*What the task requires*
Reproduce the listing below, swapping each occurrence of "Point coordinates" for "Marked locations" and leaving every other character unchanged.
────────────────────
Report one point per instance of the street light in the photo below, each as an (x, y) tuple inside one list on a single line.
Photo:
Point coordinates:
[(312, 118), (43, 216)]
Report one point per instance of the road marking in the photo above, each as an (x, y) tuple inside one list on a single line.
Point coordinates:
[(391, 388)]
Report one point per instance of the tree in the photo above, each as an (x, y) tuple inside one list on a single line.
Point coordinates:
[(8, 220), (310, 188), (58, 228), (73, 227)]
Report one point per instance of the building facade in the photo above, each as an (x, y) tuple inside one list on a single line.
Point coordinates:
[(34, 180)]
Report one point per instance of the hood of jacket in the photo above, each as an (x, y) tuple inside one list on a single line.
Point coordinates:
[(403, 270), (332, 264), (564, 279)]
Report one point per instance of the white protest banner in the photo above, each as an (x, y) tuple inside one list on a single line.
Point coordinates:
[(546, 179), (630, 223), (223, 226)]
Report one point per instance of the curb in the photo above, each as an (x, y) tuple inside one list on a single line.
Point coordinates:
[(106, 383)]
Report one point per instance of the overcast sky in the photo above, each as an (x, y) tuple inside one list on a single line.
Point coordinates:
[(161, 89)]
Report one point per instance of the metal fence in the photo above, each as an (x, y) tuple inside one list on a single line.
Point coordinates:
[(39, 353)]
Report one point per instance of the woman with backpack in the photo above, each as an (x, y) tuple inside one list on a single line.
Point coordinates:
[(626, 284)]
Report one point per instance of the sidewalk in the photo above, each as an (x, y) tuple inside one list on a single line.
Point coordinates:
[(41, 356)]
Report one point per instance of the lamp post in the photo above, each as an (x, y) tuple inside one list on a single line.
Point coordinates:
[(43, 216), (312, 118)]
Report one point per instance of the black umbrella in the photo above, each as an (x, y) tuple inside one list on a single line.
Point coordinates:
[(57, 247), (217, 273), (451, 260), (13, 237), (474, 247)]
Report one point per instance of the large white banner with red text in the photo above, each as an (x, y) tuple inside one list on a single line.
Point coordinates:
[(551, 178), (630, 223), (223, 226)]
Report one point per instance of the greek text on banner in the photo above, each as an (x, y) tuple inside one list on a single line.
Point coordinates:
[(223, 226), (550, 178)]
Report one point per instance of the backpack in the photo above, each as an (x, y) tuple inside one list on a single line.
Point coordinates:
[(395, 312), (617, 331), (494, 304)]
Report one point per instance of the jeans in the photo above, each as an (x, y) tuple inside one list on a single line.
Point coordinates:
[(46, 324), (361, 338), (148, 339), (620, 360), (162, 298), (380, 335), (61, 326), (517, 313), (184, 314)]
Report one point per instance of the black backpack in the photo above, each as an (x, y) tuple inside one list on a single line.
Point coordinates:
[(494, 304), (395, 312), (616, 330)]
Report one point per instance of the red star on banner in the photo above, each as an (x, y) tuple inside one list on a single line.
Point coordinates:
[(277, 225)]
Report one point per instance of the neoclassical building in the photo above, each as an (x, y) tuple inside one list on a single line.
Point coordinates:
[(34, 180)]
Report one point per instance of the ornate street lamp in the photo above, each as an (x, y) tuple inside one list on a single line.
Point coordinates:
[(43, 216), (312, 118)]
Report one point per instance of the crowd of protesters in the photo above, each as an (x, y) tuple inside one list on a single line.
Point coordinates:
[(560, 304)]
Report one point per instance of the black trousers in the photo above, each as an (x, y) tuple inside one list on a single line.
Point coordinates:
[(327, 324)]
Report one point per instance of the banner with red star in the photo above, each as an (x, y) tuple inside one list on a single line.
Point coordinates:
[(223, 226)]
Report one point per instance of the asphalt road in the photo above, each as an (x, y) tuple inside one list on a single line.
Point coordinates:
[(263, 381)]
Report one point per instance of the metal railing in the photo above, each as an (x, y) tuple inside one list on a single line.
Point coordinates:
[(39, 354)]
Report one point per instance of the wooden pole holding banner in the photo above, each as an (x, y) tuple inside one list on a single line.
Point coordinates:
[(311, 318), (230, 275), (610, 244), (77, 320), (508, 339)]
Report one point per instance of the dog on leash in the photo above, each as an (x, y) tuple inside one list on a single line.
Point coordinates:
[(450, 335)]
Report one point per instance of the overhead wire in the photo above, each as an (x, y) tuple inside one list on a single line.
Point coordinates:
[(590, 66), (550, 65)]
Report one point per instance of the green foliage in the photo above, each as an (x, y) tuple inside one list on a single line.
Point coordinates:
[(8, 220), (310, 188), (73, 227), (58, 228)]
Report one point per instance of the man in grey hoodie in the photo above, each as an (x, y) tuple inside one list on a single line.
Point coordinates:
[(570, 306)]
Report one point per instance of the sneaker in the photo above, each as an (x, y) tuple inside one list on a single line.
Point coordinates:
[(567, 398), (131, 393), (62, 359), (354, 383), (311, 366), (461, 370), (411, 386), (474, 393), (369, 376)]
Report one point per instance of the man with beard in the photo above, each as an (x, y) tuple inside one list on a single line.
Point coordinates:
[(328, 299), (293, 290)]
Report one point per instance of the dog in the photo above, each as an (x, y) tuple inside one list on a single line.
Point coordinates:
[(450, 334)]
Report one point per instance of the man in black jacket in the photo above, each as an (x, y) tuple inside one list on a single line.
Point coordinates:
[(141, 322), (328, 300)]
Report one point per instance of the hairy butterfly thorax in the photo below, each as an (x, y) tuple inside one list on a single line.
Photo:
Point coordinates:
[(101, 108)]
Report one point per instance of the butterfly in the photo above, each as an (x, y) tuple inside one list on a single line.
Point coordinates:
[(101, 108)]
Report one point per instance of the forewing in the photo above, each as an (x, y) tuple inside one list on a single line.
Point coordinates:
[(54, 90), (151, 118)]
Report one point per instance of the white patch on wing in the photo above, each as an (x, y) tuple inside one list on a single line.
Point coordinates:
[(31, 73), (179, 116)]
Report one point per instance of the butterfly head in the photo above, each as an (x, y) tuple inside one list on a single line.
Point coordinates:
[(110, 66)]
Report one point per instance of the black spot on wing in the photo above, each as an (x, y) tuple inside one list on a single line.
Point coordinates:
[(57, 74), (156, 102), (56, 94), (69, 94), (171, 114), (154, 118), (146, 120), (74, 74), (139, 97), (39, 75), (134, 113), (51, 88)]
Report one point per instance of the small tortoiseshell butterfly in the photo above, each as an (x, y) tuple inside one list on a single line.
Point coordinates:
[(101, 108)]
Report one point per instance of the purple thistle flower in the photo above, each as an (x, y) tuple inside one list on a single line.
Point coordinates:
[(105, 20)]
────────────────────
*Full output*
Report one point per instance of the street light in the photo below, each as an (x, y) tuple inside one list on a single line.
Photo:
Marked locations:
[(312, 118), (43, 216)]
Report one point per instance of the road marking in the photo above, each as an (x, y) tuple inside one list on a single line.
Marked locations:
[(391, 388)]
Report one point per instance of the tree in the photo above, each as an (x, y) tuple inside one list on a single line.
Marked locations:
[(8, 220), (310, 188), (58, 228), (73, 227)]
Report one point per instance of the building facade in the photo above, each as an (x, y) tuple inside one list on a single line.
Marked locations:
[(34, 180)]
Report one point per instance of the hood of jacket in the photo above, each as an (x, y) tuple inside one list on a single line.
Marked locations:
[(403, 270), (332, 264), (564, 279)]
Report one point per instance of the white protest banner in the photo above, each as an (x, y) tuple inside one list on a single line.
Marked locations:
[(546, 179), (630, 223), (223, 226)]
Report one point per instance of the curb in the photo above, each as an (x, y) tuple inside one list on a single line.
Marked locations:
[(106, 383)]
Report one point per instance of the overcast sky in the photo above, each as an (x, y) tuple inside one list on a single line.
Marked locations:
[(161, 89)]
Report one point per instance of the metal fence in the photo above, each as an (x, y) tuple inside one list on a single line.
Marked locations:
[(39, 353)]
Report one point per instance of the woman with backpack in the photo above, each as an (x, y) tuple inside one list on a single line.
Marked locations:
[(626, 284)]
Report one point per instance of the sidewalk in the photo above, each as an (x, y) tuple inside one list on a single line.
Marked locations:
[(41, 356)]
Report one point per instance of the lamp post in the photo above, each as an (x, y) tuple inside one list on a single line.
Marked locations:
[(43, 216), (312, 118)]
Report one point per instance of the black umbrella in the photo above, each as an (x, y) tuple inside one list on a single line.
Marked locations:
[(57, 247), (217, 273), (451, 260), (13, 237), (474, 247)]
Report one point per instance of the large white banner with red text in the photo above, each as an (x, y) tuple inside one list on a single line.
Marked locations:
[(551, 178), (630, 223), (223, 226)]
Report one point per instance of the greek text on banner in the photo above, each as an (x, y) tuple inside one list on a single line.
Marked locations:
[(223, 226), (550, 178)]
Report one point per instance of the backpack in the photo above, each as an (x, y) tuple inside one list on a single line.
Marked locations:
[(395, 312), (617, 331), (494, 304)]
Report one point per instance of the jeans in the photo above, each as an (x, y) tuple inside one list on a single line.
Marked locations:
[(46, 324), (361, 338), (148, 339), (620, 360), (162, 298), (380, 335), (61, 326), (517, 313), (184, 314)]
Report one point per instance of the black backpack in the photo above, each as an (x, y) tuple inside one list on a single line.
Marked locations:
[(494, 304), (395, 312), (616, 330)]
Report one point per instance of the red star on banner in the photo above, each as an (x, y) tuple inside one list on a single line.
Marked locations:
[(277, 225)]
Report one point per instance of the neoclassical building in the photo above, each as an (x, y) tuple inside one list on a single line.
Marked locations:
[(34, 180)]
Report one point per instance of the ornate street lamp in the photo above, each as an (x, y) tuple inside one list on a single line.
Marked locations:
[(43, 216), (312, 118)]
Report one point per instance of the crowd of protesters in the photo above, each as an (x, y) tuple inside one list on a single line.
Marked locations:
[(560, 304)]
Report one point per instance of the black trousers in the photo above, each as an (x, y) tuple inside one list on a single line.
Marked locations:
[(327, 324)]
Report one point per instance of the banner with red star in the photo above, each as an (x, y) tuple inside one list on a single line.
Marked locations:
[(223, 226)]
Report one point per instance of the asphalt road in the photo above, each as an (x, y) tuple inside one list on a single line.
Marked locations:
[(263, 381)]
Report one point per instance of the metal railing in the photo above, each as an (x, y) tuple inside one list on a single line.
Marked locations:
[(39, 354)]
Report one point per instance of the wooden pole holding banner in the photo above, each as an (x, y) tuple inside one list on a single line.
Marked locations:
[(311, 318), (230, 275), (610, 244), (77, 320), (508, 339)]
Report one point per instance of the dog on leash in the photo above, each as an (x, y) tuple inside one list on a single line.
Marked locations:
[(450, 335)]
Report one point per instance of the overhead wire in the photo above, each as an (x, y) tuple inside one list on a single line.
Marked locations:
[(590, 66), (550, 65)]
Report one point per instance of the green foliage in the photo above, each as an (x, y) tuple inside one list on a single line.
Marked locations:
[(8, 220), (310, 188), (73, 227), (58, 228)]
Report one point per instance of the man in grey hoodie in the photo above, each as an (x, y) tuple inside one list on a single line.
Marked locations:
[(570, 306)]
Report one point per instance of the sneaker in the photo above, each as an (x, y) tuple inside one list on a single line.
Marked locations:
[(567, 398), (131, 393), (62, 359), (354, 383), (311, 366), (461, 370), (411, 386), (474, 393), (369, 376)]
Report one point per instance of the man with beard in the photo above, each as an (x, y) tuple inside one list on a single line.
Marked locations:
[(328, 299), (293, 290)]
Report one point per instance of the dog in the photo above, each as an (x, y) tuple inside one list on a single line.
Marked locations:
[(450, 334)]
Report one point per instance of the man in black jacket in the photo above, each as an (x, y) tuple inside one list on a single line.
Marked locations:
[(141, 322), (328, 300)]
Report one point per instance of the hairy butterfly thorax in the photo below, each as an (x, y) tuple inside one list on a single line.
Photo:
Marked locations:
[(101, 108)]
Report one point per instance of the butterfly in the photo above, each as an (x, y) tuple inside one list on a single line.
Marked locations:
[(101, 108)]
Report one point per instance of the forewing in the photo above, each as an (x, y) tuple inside one list on a single line.
Marked locations:
[(54, 90), (151, 118)]
Report one point per instance of the white patch on wing in the photo above, each as an (x, y) tuple inside one list on a single line.
Marked locations:
[(31, 73), (179, 116)]
Report one point per instance of the butterfly head in the photo above, each as an (x, y) tuple inside one list on a single line.
Marked locations:
[(110, 66)]
Report one point per instance of the black spot on wing in the photo above, each as an (x, y) tuple inside one list on a single line.
Marked locations:
[(57, 74), (156, 102), (56, 94), (69, 94), (171, 114), (154, 118), (146, 120), (74, 74), (139, 97), (39, 75), (134, 113), (51, 88)]
Report one point per instance of the small tortoiseshell butterfly in the photo above, each as an (x, y) tuple inside one list on a single line.
Marked locations:
[(101, 108)]
Report one point per instance of the purple thistle flower in the photo above, each as an (x, y) tuple inside one list on a single line.
Marked locations:
[(105, 20)]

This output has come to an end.